● WRITTEN EXERCISE: Format the part of the items that opens with the line containing "Please put a dot on every instance of the wooden" and runs through the last line of the items as a JSON list of strings, one string per line, with blank lines left out and both ends included.

● INPUT:
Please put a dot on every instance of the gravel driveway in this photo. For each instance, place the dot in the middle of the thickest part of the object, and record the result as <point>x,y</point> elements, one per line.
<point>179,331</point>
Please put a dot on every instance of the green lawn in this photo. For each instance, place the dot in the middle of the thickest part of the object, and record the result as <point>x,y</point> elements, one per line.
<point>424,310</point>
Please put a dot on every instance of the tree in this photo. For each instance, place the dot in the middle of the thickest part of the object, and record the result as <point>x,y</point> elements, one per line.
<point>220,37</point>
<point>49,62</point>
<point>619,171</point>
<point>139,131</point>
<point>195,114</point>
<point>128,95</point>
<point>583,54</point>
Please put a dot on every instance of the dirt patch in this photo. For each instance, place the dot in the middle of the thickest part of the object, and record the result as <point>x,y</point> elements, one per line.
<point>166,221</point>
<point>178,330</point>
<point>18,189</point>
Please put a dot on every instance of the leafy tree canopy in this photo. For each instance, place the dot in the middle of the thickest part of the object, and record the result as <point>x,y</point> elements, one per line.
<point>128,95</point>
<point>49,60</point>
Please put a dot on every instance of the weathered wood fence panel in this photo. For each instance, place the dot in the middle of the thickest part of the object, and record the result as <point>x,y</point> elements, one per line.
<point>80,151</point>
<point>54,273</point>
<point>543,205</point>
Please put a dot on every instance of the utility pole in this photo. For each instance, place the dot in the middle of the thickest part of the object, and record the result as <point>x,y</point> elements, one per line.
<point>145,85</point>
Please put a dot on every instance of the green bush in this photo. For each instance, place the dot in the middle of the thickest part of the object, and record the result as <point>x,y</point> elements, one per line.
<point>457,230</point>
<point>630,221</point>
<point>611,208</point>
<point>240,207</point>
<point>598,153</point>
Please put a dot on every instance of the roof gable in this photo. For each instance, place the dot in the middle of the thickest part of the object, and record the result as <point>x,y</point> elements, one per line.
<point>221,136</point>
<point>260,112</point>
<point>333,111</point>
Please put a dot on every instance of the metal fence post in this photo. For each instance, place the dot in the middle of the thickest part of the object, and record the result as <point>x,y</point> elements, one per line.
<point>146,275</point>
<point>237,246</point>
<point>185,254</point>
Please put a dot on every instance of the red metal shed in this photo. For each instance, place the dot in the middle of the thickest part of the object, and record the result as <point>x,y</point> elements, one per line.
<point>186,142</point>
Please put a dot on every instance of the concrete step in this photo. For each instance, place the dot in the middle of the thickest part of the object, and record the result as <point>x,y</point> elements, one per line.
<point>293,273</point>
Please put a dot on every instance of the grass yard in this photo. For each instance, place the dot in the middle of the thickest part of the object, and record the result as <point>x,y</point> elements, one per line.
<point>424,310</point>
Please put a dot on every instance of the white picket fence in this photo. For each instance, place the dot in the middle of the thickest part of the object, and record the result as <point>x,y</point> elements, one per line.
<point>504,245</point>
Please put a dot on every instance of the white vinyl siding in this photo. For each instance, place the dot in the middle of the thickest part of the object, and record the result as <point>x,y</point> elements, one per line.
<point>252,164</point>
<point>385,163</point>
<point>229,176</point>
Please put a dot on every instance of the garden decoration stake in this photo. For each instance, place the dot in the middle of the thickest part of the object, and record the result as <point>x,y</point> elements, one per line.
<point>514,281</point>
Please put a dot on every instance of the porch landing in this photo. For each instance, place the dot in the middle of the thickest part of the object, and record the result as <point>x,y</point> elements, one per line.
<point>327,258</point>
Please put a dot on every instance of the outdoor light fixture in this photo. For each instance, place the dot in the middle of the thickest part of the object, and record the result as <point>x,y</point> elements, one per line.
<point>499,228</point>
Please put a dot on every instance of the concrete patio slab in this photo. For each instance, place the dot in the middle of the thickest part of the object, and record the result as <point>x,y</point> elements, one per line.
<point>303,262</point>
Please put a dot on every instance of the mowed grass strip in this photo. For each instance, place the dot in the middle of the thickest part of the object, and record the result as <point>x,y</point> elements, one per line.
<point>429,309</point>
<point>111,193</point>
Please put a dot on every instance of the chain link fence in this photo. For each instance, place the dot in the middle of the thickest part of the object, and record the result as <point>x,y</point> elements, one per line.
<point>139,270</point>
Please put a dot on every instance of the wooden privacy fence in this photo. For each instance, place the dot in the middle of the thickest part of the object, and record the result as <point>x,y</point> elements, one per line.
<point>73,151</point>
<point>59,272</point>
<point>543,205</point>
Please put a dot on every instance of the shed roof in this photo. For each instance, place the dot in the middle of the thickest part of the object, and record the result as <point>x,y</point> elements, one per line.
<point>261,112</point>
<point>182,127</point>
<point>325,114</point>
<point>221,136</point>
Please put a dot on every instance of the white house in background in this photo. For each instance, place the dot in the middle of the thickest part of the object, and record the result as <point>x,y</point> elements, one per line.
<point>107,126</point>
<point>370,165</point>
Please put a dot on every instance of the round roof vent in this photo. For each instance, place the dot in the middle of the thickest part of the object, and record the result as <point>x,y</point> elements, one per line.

● RESPONSE TO THIS TASK:
[
  "Please put a dot on every instance of the wooden privacy fence in this photo. For each instance, place the dot in the middle of the thickest part of the object, and record the result as <point>x,y</point> elements, one per line.",
  "<point>73,151</point>",
  "<point>59,272</point>",
  "<point>543,205</point>",
  "Please put a dot on every instance of the shed roof in this photo. For each instance, place the dot in the middle of the thickest part of the object, and record the result as <point>x,y</point> elements, one per line.",
  "<point>261,112</point>",
  "<point>182,127</point>",
  "<point>325,114</point>",
  "<point>221,136</point>",
  "Please put a dot on every instance of the white house in background in this photo. For each instance, place the dot in the middle of the thickest part of the object, and record the result as <point>x,y</point> elements, one per line.",
  "<point>107,126</point>",
  "<point>370,165</point>",
  "Please put a dot on every instance of the round roof vent in this photo. For each instance, place the dot in the middle of the thickest part of the object, and record the result as <point>x,y</point> elements, one per line."
]